The problem →
Take the line that contains "Annotate the upholstered" as the first and the last line of the material as the final one; set down exactly the lines in that span.

Pointing dataset records →
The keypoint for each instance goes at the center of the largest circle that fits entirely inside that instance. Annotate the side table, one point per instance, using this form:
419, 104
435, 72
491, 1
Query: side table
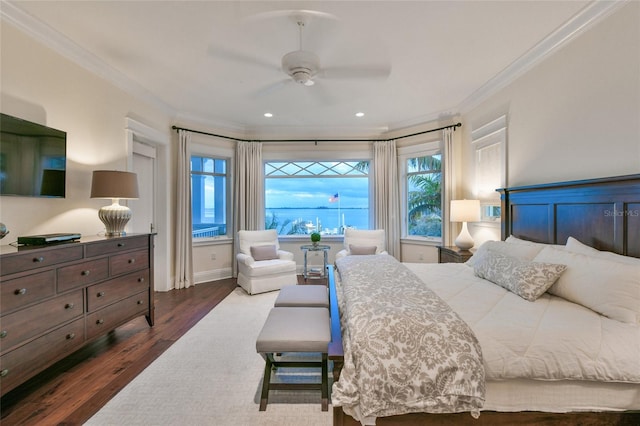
313, 272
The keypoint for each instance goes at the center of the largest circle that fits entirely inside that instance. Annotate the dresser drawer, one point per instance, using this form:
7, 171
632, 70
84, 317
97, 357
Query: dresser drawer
108, 292
116, 245
13, 263
82, 274
27, 323
129, 262
22, 291
26, 361
117, 314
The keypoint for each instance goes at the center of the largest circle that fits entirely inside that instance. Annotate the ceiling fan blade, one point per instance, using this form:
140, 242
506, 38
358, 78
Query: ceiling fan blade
235, 56
292, 14
356, 72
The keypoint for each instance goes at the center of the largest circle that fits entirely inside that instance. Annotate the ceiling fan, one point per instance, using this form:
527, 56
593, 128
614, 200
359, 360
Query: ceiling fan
303, 66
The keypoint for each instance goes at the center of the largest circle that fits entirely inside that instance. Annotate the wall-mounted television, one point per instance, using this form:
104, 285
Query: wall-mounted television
33, 159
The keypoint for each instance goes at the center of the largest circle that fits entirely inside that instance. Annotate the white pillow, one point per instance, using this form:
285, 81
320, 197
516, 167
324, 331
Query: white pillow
577, 247
269, 252
528, 280
519, 251
608, 287
361, 250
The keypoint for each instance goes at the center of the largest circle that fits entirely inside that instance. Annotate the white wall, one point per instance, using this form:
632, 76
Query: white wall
574, 116
42, 86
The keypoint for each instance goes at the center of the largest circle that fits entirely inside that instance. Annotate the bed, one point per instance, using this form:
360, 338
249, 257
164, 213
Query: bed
593, 374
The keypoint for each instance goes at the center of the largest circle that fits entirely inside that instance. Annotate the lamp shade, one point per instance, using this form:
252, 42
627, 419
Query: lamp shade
114, 184
465, 210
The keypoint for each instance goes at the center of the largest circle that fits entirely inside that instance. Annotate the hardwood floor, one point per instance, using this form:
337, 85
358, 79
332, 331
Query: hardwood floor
74, 389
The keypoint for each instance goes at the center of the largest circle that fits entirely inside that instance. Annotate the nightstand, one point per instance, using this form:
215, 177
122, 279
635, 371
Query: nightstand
452, 254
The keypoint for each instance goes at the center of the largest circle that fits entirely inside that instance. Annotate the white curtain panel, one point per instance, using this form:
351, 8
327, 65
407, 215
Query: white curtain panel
184, 258
387, 193
449, 185
249, 192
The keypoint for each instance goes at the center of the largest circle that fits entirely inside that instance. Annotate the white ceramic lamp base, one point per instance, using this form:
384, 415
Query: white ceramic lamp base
115, 218
464, 241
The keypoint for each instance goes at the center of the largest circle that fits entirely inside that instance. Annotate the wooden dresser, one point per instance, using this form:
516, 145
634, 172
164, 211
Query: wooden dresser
452, 254
56, 298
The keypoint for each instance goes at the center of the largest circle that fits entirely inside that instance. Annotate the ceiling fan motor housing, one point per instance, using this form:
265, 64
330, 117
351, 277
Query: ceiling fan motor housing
301, 65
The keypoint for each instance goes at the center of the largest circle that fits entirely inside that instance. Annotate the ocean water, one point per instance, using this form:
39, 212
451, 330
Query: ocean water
328, 221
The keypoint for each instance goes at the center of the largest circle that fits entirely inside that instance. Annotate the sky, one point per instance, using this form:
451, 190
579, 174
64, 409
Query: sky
315, 192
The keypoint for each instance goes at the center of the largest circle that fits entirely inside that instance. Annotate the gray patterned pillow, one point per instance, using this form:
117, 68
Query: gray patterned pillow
528, 280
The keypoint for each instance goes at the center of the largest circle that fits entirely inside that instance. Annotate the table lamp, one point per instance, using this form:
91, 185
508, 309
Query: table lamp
465, 211
115, 185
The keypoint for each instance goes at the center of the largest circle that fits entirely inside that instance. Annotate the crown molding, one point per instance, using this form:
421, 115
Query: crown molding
66, 47
576, 26
581, 22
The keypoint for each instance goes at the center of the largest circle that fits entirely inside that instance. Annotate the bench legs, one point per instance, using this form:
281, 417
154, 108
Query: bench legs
267, 385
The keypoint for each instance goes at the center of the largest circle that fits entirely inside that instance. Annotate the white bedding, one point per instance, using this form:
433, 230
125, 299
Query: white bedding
549, 339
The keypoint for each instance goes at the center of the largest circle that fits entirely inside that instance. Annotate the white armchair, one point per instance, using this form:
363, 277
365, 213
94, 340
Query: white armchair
262, 266
363, 241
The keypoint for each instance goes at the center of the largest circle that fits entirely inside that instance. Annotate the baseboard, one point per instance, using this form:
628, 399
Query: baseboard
212, 275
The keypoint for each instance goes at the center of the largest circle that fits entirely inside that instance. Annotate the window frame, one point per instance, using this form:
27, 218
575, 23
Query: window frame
322, 159
198, 150
404, 154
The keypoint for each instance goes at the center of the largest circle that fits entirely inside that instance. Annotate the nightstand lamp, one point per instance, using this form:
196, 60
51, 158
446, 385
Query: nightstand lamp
115, 185
465, 211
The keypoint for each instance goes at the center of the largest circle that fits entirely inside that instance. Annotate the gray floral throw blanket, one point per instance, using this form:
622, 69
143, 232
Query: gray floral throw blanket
405, 349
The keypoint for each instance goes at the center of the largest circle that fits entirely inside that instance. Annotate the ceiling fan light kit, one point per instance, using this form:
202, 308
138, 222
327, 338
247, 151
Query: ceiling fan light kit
301, 65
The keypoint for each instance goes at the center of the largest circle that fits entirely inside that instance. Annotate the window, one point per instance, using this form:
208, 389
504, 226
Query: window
209, 196
423, 196
324, 196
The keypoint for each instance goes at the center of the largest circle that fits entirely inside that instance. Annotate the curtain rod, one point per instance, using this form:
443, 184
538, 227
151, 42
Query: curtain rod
454, 126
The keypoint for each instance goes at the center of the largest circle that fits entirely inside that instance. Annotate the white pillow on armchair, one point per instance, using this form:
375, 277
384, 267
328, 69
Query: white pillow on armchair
360, 241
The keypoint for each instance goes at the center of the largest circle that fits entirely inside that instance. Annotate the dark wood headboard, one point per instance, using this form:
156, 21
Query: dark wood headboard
603, 213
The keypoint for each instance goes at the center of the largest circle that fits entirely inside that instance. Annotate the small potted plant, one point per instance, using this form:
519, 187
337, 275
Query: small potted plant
315, 238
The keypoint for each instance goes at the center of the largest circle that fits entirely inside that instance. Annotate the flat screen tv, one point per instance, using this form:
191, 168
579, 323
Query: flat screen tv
33, 159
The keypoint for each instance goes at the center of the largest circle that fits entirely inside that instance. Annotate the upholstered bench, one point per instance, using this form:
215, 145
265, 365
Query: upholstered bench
295, 329
312, 296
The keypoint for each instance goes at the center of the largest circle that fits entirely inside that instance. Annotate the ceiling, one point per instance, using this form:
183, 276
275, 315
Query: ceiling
217, 64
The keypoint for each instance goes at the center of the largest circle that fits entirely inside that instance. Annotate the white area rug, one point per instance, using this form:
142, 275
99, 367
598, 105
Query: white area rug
211, 376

Correct output →
The keypoint for each instance goes at the center of the largest circle that fits entirely inside that instance. Annotate the upholstered bench, one point per instance, using this form:
215, 145
265, 365
Query: upholstered bench
295, 329
312, 296
The keypoint for each instance goes at the center of the largest circle that fits entirely inside that instance. Annotate the ceiling, one point per instance, using this form:
183, 276
275, 315
Query: ceiling
217, 64
The keypoint for each instance goes at the center of the largest circle that fits entirely inside that instance. Annotate the white area rug, one point per instance, using this form:
142, 275
99, 367
598, 105
Query: white area rug
211, 376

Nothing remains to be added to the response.